YOUR OBJECTIVE:
Rewrite the material from the line with "Tag each instance of the black wristwatch" to the line with "<point>255,157</point>", both included, keeping every request as it stands. Multiply each coordinate in the answers (not in the requests or their format samples) by 2.05 and round to whole numbers, with halves rounded up.

───── SUPPLIED RECORDS ─────

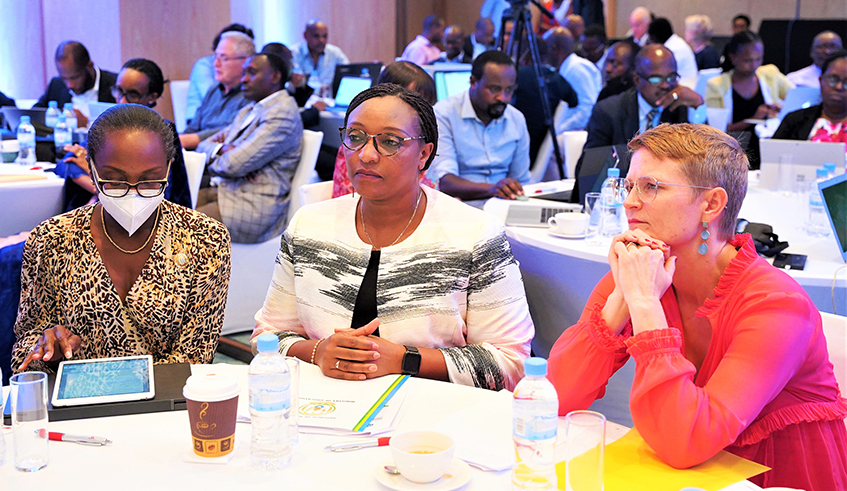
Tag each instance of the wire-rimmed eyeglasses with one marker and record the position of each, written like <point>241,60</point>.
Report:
<point>119,189</point>
<point>646,186</point>
<point>386,143</point>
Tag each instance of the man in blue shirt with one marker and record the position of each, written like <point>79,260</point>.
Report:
<point>315,59</point>
<point>483,144</point>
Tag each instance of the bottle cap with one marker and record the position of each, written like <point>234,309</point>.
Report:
<point>267,342</point>
<point>537,367</point>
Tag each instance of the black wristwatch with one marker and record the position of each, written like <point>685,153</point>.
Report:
<point>411,361</point>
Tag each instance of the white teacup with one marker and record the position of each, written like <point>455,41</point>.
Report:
<point>569,223</point>
<point>422,456</point>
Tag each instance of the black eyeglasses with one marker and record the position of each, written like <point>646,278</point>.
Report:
<point>131,96</point>
<point>646,186</point>
<point>119,189</point>
<point>671,79</point>
<point>834,80</point>
<point>386,143</point>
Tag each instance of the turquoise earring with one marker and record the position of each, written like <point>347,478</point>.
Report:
<point>704,248</point>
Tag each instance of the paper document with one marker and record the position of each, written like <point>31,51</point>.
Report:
<point>631,465</point>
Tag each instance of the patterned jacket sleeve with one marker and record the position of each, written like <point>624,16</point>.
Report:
<point>499,328</point>
<point>204,314</point>
<point>39,299</point>
<point>279,315</point>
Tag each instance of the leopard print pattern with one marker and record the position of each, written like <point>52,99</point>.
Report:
<point>174,310</point>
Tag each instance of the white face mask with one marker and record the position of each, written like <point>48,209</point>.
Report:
<point>132,210</point>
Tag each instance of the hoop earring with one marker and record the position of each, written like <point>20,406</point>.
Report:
<point>704,248</point>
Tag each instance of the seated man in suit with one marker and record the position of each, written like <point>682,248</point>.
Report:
<point>223,101</point>
<point>656,98</point>
<point>80,81</point>
<point>483,143</point>
<point>255,157</point>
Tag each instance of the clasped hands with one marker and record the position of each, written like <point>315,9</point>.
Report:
<point>54,344</point>
<point>642,269</point>
<point>355,354</point>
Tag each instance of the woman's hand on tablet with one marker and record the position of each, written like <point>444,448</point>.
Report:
<point>56,343</point>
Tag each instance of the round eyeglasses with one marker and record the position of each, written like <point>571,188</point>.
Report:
<point>119,189</point>
<point>646,186</point>
<point>386,143</point>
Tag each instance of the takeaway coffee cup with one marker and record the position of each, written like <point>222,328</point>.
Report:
<point>422,456</point>
<point>568,223</point>
<point>212,402</point>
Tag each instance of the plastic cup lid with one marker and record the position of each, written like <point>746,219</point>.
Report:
<point>211,387</point>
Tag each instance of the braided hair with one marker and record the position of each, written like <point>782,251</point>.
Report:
<point>129,117</point>
<point>155,80</point>
<point>426,115</point>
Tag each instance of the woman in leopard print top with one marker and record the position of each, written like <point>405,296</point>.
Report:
<point>92,290</point>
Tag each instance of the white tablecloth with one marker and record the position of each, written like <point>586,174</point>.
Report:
<point>148,451</point>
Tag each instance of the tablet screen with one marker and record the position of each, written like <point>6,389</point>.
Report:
<point>104,380</point>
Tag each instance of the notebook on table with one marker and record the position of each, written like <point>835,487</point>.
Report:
<point>834,194</point>
<point>169,380</point>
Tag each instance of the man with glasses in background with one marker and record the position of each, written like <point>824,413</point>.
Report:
<point>656,98</point>
<point>253,160</point>
<point>223,101</point>
<point>80,81</point>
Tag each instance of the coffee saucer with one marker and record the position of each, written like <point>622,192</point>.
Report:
<point>456,476</point>
<point>554,233</point>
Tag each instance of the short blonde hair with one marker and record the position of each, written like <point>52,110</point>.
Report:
<point>708,158</point>
<point>700,25</point>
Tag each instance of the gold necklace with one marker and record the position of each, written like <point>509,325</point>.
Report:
<point>155,223</point>
<point>412,218</point>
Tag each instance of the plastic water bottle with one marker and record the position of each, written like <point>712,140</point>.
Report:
<point>70,116</point>
<point>270,405</point>
<point>26,140</point>
<point>818,221</point>
<point>535,408</point>
<point>61,136</point>
<point>613,221</point>
<point>51,117</point>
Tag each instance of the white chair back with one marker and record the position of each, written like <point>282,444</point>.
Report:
<point>306,173</point>
<point>835,332</point>
<point>195,164</point>
<point>314,193</point>
<point>179,101</point>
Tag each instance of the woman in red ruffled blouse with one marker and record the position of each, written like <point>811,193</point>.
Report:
<point>729,351</point>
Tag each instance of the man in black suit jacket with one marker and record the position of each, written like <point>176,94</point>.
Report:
<point>656,98</point>
<point>77,74</point>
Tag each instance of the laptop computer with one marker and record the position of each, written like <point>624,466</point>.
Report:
<point>169,381</point>
<point>807,157</point>
<point>355,70</point>
<point>834,194</point>
<point>348,89</point>
<point>592,168</point>
<point>451,83</point>
<point>12,115</point>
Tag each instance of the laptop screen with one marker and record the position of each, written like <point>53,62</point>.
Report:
<point>350,88</point>
<point>451,83</point>
<point>834,194</point>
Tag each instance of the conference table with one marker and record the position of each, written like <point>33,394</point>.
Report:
<point>149,450</point>
<point>28,196</point>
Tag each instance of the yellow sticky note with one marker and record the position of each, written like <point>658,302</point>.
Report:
<point>631,465</point>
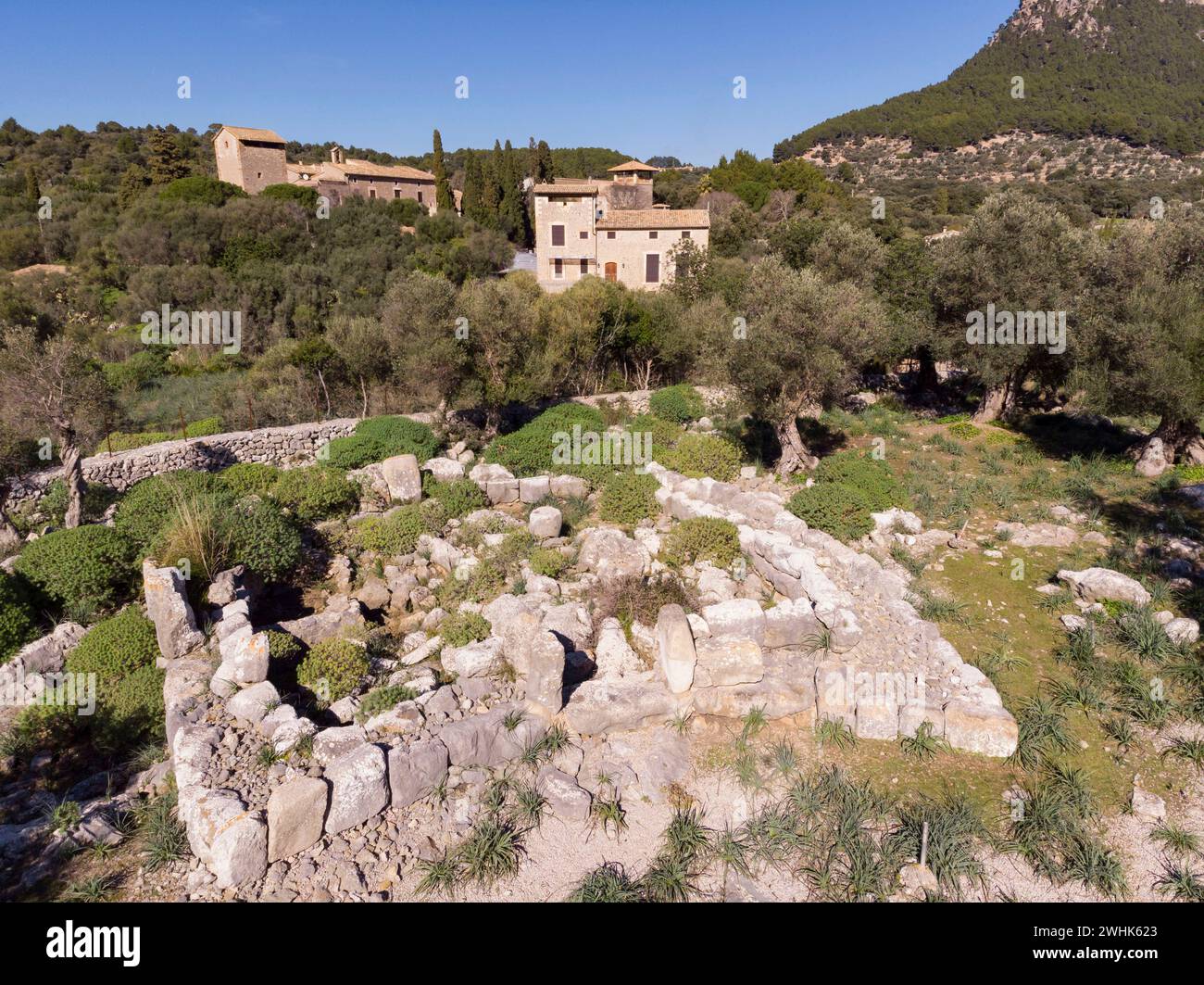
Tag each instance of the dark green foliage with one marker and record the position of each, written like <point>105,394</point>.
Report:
<point>91,566</point>
<point>19,619</point>
<point>382,699</point>
<point>871,477</point>
<point>529,450</point>
<point>681,403</point>
<point>393,535</point>
<point>702,538</point>
<point>380,438</point>
<point>462,627</point>
<point>702,455</point>
<point>149,505</point>
<point>838,510</point>
<point>629,498</point>
<point>332,670</point>
<point>458,498</point>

─────

OUTPUT FOR THIS EXERCISE:
Tag each instance of the black wristwatch with one marker and record the position of each, written like <point>685,153</point>.
Report:
<point>843,740</point>
Tag each instance of the white teacup with one marker and record the position of each, written like <point>455,41</point>.
Report:
<point>1166,457</point>
<point>865,935</point>
Tag each instance of the black eyeglasses with one marker and record the position of each, written like <point>646,278</point>.
Report:
<point>269,197</point>
<point>1324,381</point>
<point>244,387</point>
<point>1376,162</point>
<point>1710,164</point>
<point>791,293</point>
Tag each instance of the turquoise earring with one marker and record the position of each, written like <point>347,478</point>.
Report:
<point>1443,508</point>
Tag each instance of the paper document with one marker and record the position of each, written like <point>31,51</point>.
Report:
<point>1294,953</point>
Tag each instance of the patterned jacket sleeve with one marker and record the position of each, written like <point>624,16</point>.
Report:
<point>1023,672</point>
<point>418,644</point>
<point>80,613</point>
<point>572,646</point>
Tag each instance of the leopard print pattern with one marker and record the position of each, written like <point>52,99</point>.
Report:
<point>357,636</point>
Tag each instance of the white face mask with one marker and record the position of each, written like <point>48,209</point>.
Report:
<point>271,431</point>
Tag each instance of the hoop earring with one marker and record the position of each, written like <point>20,406</point>.
Report:
<point>1443,508</point>
Tag each instance of the seated man in suit with one marker and record the position of each, written like <point>682,248</point>.
Report:
<point>457,207</point>
<point>1345,201</point>
<point>164,166</point>
<point>990,293</point>
<point>523,322</point>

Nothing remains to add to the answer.